§ THE DATA:
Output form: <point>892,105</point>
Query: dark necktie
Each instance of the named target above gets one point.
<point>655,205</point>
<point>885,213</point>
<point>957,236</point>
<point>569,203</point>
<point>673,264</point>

§ SHORT TASK: Reproduce every line of the records above verbatim, with nothing altered.

§ ANSWER TO THE EXERCISE:
Output form: <point>892,105</point>
Query: dark necktie
Each instance of the named target above gets one point.
<point>655,205</point>
<point>885,213</point>
<point>957,236</point>
<point>569,203</point>
<point>673,264</point>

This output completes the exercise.